(Dataset excerpt)
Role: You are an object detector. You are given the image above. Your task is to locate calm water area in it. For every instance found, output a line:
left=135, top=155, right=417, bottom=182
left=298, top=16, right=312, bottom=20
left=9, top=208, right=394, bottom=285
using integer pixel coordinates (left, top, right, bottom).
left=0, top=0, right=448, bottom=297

**Exercise goal**
Reproduce the material above in full, switching every occurrence of "calm water area" to "still water region" and leaving everything else unchanged.

**Correct result**
Role: You are an object detector. You are given the image above. Your task is to locate still water region in it. For every instance found, output a line:
left=135, top=155, right=417, bottom=182
left=298, top=16, right=312, bottom=20
left=9, top=208, right=394, bottom=285
using integer pixel coordinates (left, top, right, bottom).
left=0, top=0, right=448, bottom=297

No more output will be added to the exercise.